**Stated exercise:** Every line of the material below should be repeated exactly.

Begin

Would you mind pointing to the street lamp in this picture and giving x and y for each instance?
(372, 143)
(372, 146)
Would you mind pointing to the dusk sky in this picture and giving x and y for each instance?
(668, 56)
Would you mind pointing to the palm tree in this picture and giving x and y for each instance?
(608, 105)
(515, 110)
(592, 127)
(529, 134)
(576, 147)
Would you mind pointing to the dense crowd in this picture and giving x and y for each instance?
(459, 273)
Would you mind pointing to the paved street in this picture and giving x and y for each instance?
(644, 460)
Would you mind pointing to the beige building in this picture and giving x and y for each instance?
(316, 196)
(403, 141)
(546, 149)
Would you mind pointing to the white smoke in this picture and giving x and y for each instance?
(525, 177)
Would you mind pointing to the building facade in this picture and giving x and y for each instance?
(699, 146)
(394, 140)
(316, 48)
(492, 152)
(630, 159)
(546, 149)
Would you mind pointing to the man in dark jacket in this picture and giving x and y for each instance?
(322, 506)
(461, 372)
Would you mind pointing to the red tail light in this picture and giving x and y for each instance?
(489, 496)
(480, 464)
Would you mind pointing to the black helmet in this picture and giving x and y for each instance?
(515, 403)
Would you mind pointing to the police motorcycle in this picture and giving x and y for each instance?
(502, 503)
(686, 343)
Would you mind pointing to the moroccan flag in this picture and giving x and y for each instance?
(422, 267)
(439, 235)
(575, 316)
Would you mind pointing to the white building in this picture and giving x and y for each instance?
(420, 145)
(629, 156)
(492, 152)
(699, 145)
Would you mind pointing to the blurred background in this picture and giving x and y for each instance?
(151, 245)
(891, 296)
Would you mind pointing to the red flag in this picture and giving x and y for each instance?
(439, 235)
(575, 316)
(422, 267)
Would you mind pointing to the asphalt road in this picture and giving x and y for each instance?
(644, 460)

End

**Solved problem:**
Would you mind pointing to the street lamp in this picture and giving x and y for each instance?
(372, 143)
(372, 146)
Would you mind pointing to the dusk sky in this picture and giving x and y for each instance?
(668, 56)
Would you mind pointing to the palm tree in this picture and giving x and y for each instance?
(608, 105)
(515, 110)
(592, 127)
(529, 134)
(576, 147)
Would you mind pointing to the dense crowd in this picture and giving x and y for each instance?
(459, 273)
Would you mind pointing to the paved street in this picture and giving x and y for each instance?
(644, 460)
Would you mind pointing to the beige building in this picture and giving x and y for each instance?
(316, 196)
(403, 141)
(546, 149)
Would you mind pointing to the white smoke in this picture and giving x and y for each instance?
(525, 177)
Would you mind pointing to the building facade in this picture and giving x and y for each instance?
(699, 146)
(394, 140)
(316, 48)
(492, 152)
(630, 159)
(546, 149)
Would you mind pointing to the man in dark jacket in this picture and giving x and y for each instance?
(322, 506)
(461, 372)
Would you mind pointing to the red tail light in this picture and giving x and y for each instance?
(489, 496)
(480, 464)
Would you mind pointing to the black helmet in this picture and giving x and y for each instance?
(515, 403)
Would you mind pointing to the police motorcycle in this picture and giving x and y for each instance?
(502, 503)
(686, 343)
Would you mind pointing to the moroccan flag in this picture and giving x and y for each instance?
(422, 267)
(439, 235)
(575, 316)
Would you mind pointing to the white building in this picture and giving x and y for each instance?
(420, 145)
(629, 156)
(492, 152)
(699, 145)
Would you mind pointing to the blurred background in this picture and giving x and y for each instance?
(151, 245)
(891, 296)
Would you mind pointing to the red flag in this picture and giving x and y for each instance?
(439, 235)
(575, 316)
(422, 267)
Would you mind pointing to the asphalt road in this picture and giving x and y for each instance?
(644, 460)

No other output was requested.